Skip to main content

Configure Connectivity

This section covers the following areas around general connectivity of the Designer Cloud Powered by Trifacta platform.

Additional configuration may be required for individual connection types. For more information, see Connection Types.

Enable

The platform automatically enables connectivity to relational databases for reading in datasets and writing results back out.

Note

Relational connectivity requires the use of an encryption key file, which must be created and deployed before you create relational connections. For more information, see Create Encryption Key File in the Install Guide.

Data Service

The platform streams records from relational sources through the data service. These records are applied to transformation and sampling jobs on the Trifacta Photon running environment.

Tip

In general, you should not have to modify settings for the data service. However, if you are experiencing general performance issues or issues with specific connection types, you may experiment with settings in the data service.

For more information, see Configure Data Service in the Configuration Guide.

Relational Features

Custom SQL Query

To enhance performance of your relational datasets, you can enable the use of custom SQL queries against your relational datasources, which allows you to pre-filter your datasets before you ingest them into the platform. This feature is enabled by default, but additional configuration can be applied. See Enable Custom SQL Query.

Recorded information:
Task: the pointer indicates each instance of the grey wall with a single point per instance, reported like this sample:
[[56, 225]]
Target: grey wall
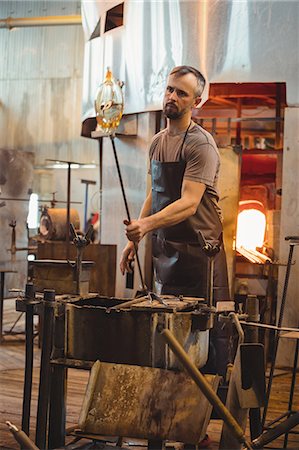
[[41, 72]]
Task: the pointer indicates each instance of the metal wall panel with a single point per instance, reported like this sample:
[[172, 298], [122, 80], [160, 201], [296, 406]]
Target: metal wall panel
[[229, 41]]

Directions for this task:
Continue the connectivity configuration page from the point where it stops.

Right answer:
JDBC Ingestion

By default, the platform ingests data from your relational datasources to the base storage layer for faster job execution. See Configure JDBC Ingestion.

Append hadoop principal to logged queries

Optionally, you can choose to enable appending the Hadoop principal as a comment to the SQL queries that are written to your database logs.

Note

This feature only applies if you are connecting to a Hadoop cluster. Otherwise, no value is inserted if this feature is enabled.

Example:

execute <unnamed>: SELECT * FROM "public"."artifacts" LIMIT 10 /* <hadoopPrincipal> */

In the above, the value of the Hadoop principal is written in the comment.

These types of queries are logged for the following basic activities:

  • Data preview: when previewing data from a relational source, a query is executed against the database

  • Data import: when selecting a table to import

  • Data import using custom SQL:

    • Click Validate button.

    • Custom SQL execution.

This feature enables auditing of Alteryx user activities through your database logs in Hadoop-based environments.

Steps:

  1. You can apply this change through the Admin Settings Page (recommended) or trifacta-conf.json. For more information, see Platform Configuration Methods.

  2. Locate the following setting and set it to true:

    "feature.addUserIdToSQLQuery.enabled": false,
  3. After enabling the feature, locate the following setting, which defines the connection types for which the userId is written. Each connection type must be explicitly added to the list.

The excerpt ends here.